Supplied information >>
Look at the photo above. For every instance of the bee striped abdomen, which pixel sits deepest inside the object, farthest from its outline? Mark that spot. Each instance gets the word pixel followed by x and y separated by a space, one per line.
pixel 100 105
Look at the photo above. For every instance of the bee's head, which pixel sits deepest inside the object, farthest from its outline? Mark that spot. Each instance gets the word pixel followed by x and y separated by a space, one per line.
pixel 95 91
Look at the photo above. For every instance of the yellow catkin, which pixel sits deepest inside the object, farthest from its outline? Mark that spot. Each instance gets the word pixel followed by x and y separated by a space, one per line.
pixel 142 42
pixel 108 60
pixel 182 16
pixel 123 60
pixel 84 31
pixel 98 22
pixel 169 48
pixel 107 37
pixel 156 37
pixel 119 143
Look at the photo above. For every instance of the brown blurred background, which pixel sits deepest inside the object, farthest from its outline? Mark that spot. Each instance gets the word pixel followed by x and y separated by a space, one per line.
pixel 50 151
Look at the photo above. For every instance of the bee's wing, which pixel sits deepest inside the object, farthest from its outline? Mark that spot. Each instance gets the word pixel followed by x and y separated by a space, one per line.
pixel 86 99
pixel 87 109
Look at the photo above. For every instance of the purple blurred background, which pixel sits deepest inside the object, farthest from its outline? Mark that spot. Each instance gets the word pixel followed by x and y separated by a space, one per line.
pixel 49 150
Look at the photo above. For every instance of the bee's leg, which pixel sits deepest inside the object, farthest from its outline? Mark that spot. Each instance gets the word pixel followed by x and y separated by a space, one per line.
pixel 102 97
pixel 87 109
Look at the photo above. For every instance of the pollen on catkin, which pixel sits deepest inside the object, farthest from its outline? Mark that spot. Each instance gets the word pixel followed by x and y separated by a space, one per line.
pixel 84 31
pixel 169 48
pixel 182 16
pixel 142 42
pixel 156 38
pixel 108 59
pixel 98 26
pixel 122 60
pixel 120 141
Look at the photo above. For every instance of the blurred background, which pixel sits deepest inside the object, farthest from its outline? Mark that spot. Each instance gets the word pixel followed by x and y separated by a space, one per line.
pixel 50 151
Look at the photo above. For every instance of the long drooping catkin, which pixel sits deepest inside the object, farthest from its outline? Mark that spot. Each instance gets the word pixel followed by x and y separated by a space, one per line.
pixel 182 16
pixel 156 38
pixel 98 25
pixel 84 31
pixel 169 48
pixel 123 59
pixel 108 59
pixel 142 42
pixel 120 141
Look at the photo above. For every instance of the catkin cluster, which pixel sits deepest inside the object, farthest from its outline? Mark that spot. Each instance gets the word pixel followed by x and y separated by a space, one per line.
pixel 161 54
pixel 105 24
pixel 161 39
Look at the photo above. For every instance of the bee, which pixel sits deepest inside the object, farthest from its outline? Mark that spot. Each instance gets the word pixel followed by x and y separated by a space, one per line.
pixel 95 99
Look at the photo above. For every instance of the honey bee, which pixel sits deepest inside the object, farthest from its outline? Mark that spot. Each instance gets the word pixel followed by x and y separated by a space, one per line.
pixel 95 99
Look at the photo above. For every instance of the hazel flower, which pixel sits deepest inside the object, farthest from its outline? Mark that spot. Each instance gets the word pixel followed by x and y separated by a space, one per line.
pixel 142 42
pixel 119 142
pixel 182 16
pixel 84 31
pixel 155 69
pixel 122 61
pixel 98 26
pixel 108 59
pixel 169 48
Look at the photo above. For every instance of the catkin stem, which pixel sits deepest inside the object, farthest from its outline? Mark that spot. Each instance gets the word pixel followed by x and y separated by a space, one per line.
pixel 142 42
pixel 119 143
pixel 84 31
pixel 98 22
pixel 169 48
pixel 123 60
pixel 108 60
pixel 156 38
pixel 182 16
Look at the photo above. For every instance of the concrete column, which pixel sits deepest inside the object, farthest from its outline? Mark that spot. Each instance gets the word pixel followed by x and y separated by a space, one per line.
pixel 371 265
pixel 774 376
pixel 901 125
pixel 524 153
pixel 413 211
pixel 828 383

Exercise aim >> Copy all of the material word for word.

Solved problem >>
Look at the photo above. For every instance of the bee striped abdomen, which pixel sits deepest inside the object, farthest from its outline? Mark that spot. Each instance gets the word pixel followed by x and y separated by a space, one per line.
pixel 100 105
Look at the photo above. For every instance of the bee's head, which pixel sits deepest inside the object, farthest from its outline? Mark that spot. Each instance gets the word pixel followed by x and y separated by a space, one per line.
pixel 95 91
Look at the photo above. For every instance of the yellow catkin, which pixel sits deepest inside the object, farthest from its outline? Mark that spot. Each instance gets the word pixel followed by x and y separated by a space, one per line.
pixel 142 42
pixel 108 60
pixel 182 16
pixel 123 60
pixel 84 31
pixel 98 22
pixel 169 48
pixel 107 37
pixel 156 37
pixel 119 143
Look at the photo above. For every instance of the brown blurred background, which pixel sits deepest inside the object, farthest from its outline? Mark that spot. Each instance gets the word pixel followed by x and y separated by a space, one per line.
pixel 50 151
Look at the photo above. For every instance of the bee's wing, which pixel sits deepest inside the object, farthest from its outline? Mark that spot. Each instance gets the word pixel followed by x and y separated by a space, one per line.
pixel 86 99
pixel 87 109
Look at the photo above. For every instance of the purple blurred background, which pixel sits deepest inside the object, farthest from its outline? Mark that spot. Each instance gets the word pixel followed by x and y separated by a space, one per line.
pixel 49 150
Look at the photo above. For every instance of the bee's leg, which pixel sits deepest inside the object, farthest from its outline? Mark that spot. Each instance gets the word pixel followed by x and y separated by a space, one per line.
pixel 102 97
pixel 87 109
Look at the photo above. For every instance of the pollen on catkin, which pixel sits deepest inside the object, farthest from its outline? Mark that spot. Each instance gets the word pixel followed by x and y separated by a space, one per line.
pixel 84 31
pixel 169 48
pixel 182 16
pixel 142 42
pixel 156 38
pixel 108 59
pixel 98 26
pixel 122 60
pixel 120 141
Look at the photo above. For every instance of the blurred background, which pixel sits deepest inside the object, farthest from its outline? Mark that spot. Each instance gets the word pixel followed by x and y separated by a space, one per line.
pixel 50 151
Look at the photo above. For every instance of the long drooping catkin, which pixel sits deepest inside the object, farthest from its outline? Mark that spot. Each instance gets the word pixel followed by x and y separated by a space, one per line.
pixel 182 16
pixel 156 38
pixel 98 25
pixel 84 31
pixel 169 48
pixel 123 59
pixel 108 59
pixel 142 42
pixel 120 141
Look at the photo above. For every instance of the catkin cluster, which pixel sits deepest inside the object, farthest from its outline? Mark that spot. Each instance gets the word pixel followed by x and y separated by a space, one per line.
pixel 161 54
pixel 105 24
pixel 161 39
Look at the photo above. For every instance of the bee, which pixel sits deepest inside the object, farthest from its outline? Mark that spot. Each instance gets the word pixel followed by x and y separated by a space, one per line.
pixel 95 99
Look at the photo above. For every instance of the honey bee, which pixel sits deepest inside the object, farthest from its outline? Mark that spot. Each instance gets the word pixel followed by x and y separated by a space, one per line.
pixel 95 99
Look at the photo above. For every instance of the hazel flower, which pixel sits deepest inside the object, farthest from its outline? Mark that spot. Each instance gets the word pixel followed by x and y separated by a space, one per line.
pixel 142 42
pixel 119 142
pixel 182 16
pixel 84 31
pixel 155 69
pixel 122 61
pixel 98 26
pixel 108 59
pixel 169 48
Look at the photo above. For every instance of the catkin stem, which pixel sits deepest inside the object, farthest from its outline? Mark that spot. Each instance gets the word pixel followed by x and y separated by a space, one per line.
pixel 142 42
pixel 119 143
pixel 84 31
pixel 98 22
pixel 169 48
pixel 123 60
pixel 108 60
pixel 156 38
pixel 182 16
Look at the photo above. For every instance of the concrete column, which pixel sits deepest inside the object, farthest from its outline? Mark that spot. Each instance gets the word pixel followed by x and y separated by a space, one per line.
pixel 371 265
pixel 774 376
pixel 901 125
pixel 524 153
pixel 413 211
pixel 828 383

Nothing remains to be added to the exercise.